### [Assigned task]
Repeat every record exactly as written.

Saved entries
---------------

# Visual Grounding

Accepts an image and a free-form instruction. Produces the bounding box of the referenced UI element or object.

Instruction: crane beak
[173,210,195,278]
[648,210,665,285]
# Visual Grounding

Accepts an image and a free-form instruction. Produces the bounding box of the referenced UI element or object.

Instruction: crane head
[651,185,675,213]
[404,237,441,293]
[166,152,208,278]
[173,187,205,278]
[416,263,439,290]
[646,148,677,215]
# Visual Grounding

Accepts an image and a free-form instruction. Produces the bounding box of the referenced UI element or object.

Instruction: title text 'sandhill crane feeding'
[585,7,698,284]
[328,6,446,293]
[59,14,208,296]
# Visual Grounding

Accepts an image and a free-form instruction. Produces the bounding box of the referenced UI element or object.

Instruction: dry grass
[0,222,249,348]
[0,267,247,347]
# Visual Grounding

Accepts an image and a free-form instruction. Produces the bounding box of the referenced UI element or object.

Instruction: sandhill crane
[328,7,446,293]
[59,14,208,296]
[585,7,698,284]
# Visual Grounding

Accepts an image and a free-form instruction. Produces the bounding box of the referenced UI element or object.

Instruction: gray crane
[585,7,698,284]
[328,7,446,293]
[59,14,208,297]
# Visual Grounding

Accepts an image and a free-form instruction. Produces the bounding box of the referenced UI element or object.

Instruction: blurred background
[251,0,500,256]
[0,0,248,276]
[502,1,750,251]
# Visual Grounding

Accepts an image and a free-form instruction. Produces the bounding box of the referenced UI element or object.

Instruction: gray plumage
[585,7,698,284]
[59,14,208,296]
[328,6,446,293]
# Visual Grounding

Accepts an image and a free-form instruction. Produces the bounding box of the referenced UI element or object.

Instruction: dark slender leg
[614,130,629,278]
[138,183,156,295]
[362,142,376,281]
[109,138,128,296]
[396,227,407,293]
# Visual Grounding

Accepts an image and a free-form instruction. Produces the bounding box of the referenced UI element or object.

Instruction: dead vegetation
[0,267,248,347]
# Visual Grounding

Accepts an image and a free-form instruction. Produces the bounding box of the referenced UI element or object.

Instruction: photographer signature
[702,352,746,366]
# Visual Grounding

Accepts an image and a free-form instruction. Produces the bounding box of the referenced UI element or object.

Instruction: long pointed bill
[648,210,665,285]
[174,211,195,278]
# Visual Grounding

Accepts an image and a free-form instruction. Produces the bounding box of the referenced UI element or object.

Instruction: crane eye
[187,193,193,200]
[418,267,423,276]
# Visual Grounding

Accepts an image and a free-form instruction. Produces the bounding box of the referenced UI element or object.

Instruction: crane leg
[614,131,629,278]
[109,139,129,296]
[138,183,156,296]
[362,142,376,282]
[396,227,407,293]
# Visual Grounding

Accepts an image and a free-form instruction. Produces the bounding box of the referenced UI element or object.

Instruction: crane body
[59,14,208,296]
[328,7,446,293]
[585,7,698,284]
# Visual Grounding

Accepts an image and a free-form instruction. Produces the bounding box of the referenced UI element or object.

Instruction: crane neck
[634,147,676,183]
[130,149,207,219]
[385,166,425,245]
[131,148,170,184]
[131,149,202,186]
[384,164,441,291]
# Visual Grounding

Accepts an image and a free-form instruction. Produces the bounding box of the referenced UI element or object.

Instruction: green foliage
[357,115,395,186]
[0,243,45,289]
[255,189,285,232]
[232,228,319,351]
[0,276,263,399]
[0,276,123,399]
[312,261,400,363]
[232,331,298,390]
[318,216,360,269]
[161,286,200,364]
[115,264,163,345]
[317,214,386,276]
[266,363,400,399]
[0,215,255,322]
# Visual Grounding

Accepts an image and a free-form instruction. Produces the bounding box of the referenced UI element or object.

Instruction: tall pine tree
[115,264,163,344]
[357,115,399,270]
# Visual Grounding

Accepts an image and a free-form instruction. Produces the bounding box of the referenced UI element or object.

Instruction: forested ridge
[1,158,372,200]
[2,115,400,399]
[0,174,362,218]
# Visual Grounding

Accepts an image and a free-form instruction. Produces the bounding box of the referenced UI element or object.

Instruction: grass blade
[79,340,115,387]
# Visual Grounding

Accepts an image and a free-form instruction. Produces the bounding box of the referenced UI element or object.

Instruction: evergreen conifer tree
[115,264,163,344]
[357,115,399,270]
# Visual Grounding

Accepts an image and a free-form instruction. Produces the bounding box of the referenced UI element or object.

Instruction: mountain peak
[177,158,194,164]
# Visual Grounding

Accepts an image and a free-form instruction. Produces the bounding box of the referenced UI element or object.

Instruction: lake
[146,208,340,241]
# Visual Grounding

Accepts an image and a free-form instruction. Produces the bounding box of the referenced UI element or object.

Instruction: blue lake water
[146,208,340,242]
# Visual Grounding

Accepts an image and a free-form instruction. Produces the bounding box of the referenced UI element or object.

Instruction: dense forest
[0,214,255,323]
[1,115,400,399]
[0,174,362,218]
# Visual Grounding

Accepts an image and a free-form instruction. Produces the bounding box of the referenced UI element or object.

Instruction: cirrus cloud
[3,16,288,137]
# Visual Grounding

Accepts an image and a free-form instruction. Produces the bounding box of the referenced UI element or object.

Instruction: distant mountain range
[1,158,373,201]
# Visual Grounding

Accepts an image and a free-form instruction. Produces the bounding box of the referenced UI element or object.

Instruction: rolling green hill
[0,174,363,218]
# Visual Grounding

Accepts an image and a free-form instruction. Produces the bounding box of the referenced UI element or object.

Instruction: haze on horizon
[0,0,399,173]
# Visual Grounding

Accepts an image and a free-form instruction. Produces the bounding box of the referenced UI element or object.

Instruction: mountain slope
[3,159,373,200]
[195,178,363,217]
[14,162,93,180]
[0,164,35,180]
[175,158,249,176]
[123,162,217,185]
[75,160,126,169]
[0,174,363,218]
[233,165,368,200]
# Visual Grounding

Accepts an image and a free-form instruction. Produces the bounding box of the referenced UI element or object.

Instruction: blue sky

---------------

### [Response area]
# Visual Grounding

Accepts an image and a free-form instruction. Produces the bounding box of the referenced UI element or object.

Instruction: crane beak
[173,210,195,278]
[648,210,665,285]
# Visual Grounding

Accepts an image and a free-form instruction. Produces the bounding box of the referenced UI element or object.

Instruction: crane head
[651,185,675,213]
[404,237,441,293]
[166,152,208,278]
[173,187,205,278]
[416,263,439,290]
[646,148,677,215]
# Visual Grounding

Accepts an image and a free-form instruction. Produces the bounding box of the referenced UI element or object.

Instruction: title text 'sandhill crane feeding'
[585,7,698,284]
[328,6,446,293]
[59,14,208,296]
# Visual Grounding

Accepts an image and a free-form instruction. Produces the bounding box of the referenced UI element or object.

Instruction: dry grass
[0,222,249,348]
[0,267,247,347]
# Visual Grounding

Accepts an image and a free-form instruction. Produces the bounding box of the referenced UI element or object.

Instruction: sandhill crane
[328,7,446,293]
[59,14,208,296]
[585,7,698,284]
# Visual Grounding

Accepts an image and a free-form instruction. Produces the bounding box of the referenced UI element or object.

Instruction: gray crane
[585,7,698,284]
[328,7,446,293]
[59,14,208,297]
# Visual Grounding

Accepts an image and a free-form instruction. Produces the bounding box of the referenced UI element or object.

Instruction: blurred background
[251,0,500,256]
[0,0,248,276]
[502,1,750,251]
# Visual Grounding

Accepts an image and a free-form instruction. Produces the bounding box of the referenced UI element or object.

Instruction: gray plumage
[585,7,698,284]
[59,14,208,296]
[328,6,446,293]
# Visual Grounding

Accepts an image and a free-form instruction. Produces the bounding box of the referenced UI element or object.

Instruction: dark slender leg
[614,130,629,278]
[138,183,156,295]
[362,142,376,281]
[109,138,128,296]
[396,227,407,293]
# Visual Grounding

Accepts an image and a free-form instruction. Produces the bounding box of the referenced UI element or object.

Instruction: dead vegetation
[0,267,248,347]
# Visual Grounding

Accepts an image and a free-form instruction. Produces the bounding box of the referenced UI element or object.

Instruction: photographer signature
[702,352,746,366]
# Visual Grounding

Accepts an image and a free-form instruction. Produces the bounding box of the referenced UI element or object.

Instruction: long pointed bill
[648,210,665,285]
[174,211,195,278]
# Visual Grounding

Accepts an image and a free-form instruction. Produces the bounding box of the referenced UI element or object.

Instruction: crane eye
[187,193,193,200]
[418,267,423,276]
# Visual Grounding

Accepts an image and a free-form instruction. Produces the bounding box of the referenced UI element or object.

Instruction: crane leg
[614,131,629,278]
[109,139,129,296]
[138,183,156,296]
[362,142,376,282]
[396,227,407,293]
# Visual Grounding

Accepts an image and a free-form instruction. Produces the bounding box of the referenced UI element or object.

Instruction: crane body
[59,14,208,296]
[328,7,446,293]
[585,7,698,284]
# Visual Grounding

Accepts an image and a free-form instruction. Produces the bounding box of the referenced UI element or object.

Instruction: crane neck
[634,147,676,183]
[130,149,207,219]
[385,166,425,245]
[131,148,170,184]
[131,149,202,186]
[384,164,441,291]
# Visual Grounding

Accepts an image and a free-form instruction. Produces the bounding box of the referenced UI element or object.

Instruction: green foliage
[357,115,395,186]
[0,243,45,289]
[255,189,285,232]
[232,228,319,351]
[0,276,263,399]
[0,276,123,399]
[312,261,400,363]
[232,331,298,390]
[318,216,360,269]
[161,286,200,364]
[115,264,163,345]
[317,214,386,276]
[266,363,400,399]
[0,215,255,322]
# Visual Grounding

Accepts an image and a free-form instruction. Produces the bounding box of the referenced UI element or object.

Instruction: tall pine tree
[115,264,163,344]
[357,115,399,270]
# Visual Grounding

Accepts an image and a free-form instruction. Produces the bounding box of the referenced UI element or object.

Instruction: forested ridge
[1,158,372,200]
[2,115,400,399]
[0,174,362,218]
# Visual Grounding

Accepts an image and a free-form instruction. Produces the bounding box of the referenced UI element or object.

Instruction: grass blade
[79,340,115,387]
# Visual Grounding

Accepts an image and a free-form instruction. Produces the bounding box of the referenced UI element or object.

Instruction: evergreen conifer tree
[115,264,163,344]
[357,115,399,270]
# Visual Grounding

Accepts an image and a free-form instruction. Produces the bounding box of the referenced UI element or object.

Instruction: mountain peak
[177,158,194,164]
# Visual Grounding

Accepts an image and a free-form instruction. Produces the bounding box of the referenced UI element or object.

Instruction: lake
[146,208,340,241]
# Visual Grounding

Accepts an image and a free-form instruction. Produces the bounding box of the referenced UI element or object.

Instruction: blue lake water
[146,208,340,242]
# Visual Grounding

Accepts an image and a free-form instruction. Produces the bounding box of the referenced UI element or object.

Instruction: dense forest
[0,214,255,323]
[1,115,400,399]
[0,174,362,218]
# Visual Grounding

Accepts an image and a free-form instruction. Produces the bounding box of the referenced UI element or object.

Instruction: cirrus cloud
[3,16,288,137]
# Visual Grounding

Accepts an image and a free-form instruction. Produces the bounding box of the referenced UI element or object.

Instruction: distant mountain range
[1,158,373,201]
# Visual Grounding

Accepts an image and a free-form instruction. Produces the bounding box of the referenced UI element or object.

Instruction: rolling green hill
[0,174,363,218]
# Visual Grounding

Accepts an image and a free-form instruction. Produces the bounding box of the referenced UI element or object.

Instruction: haze on horizon
[0,0,399,173]
# Visual Grounding

Accepts an image and a free-form instruction. Produces the bounding box of the referenced UI element or object.

Instruction: mountain slope
[3,159,373,200]
[195,178,363,217]
[14,162,93,180]
[0,164,35,180]
[175,158,249,176]
[123,162,217,185]
[75,160,126,169]
[0,174,363,218]
[233,165,368,200]
# Visual Grounding

Accepts an image and a free-form instruction. Produces the bounding box of the referenced UI element or object.

Instruction: blue sky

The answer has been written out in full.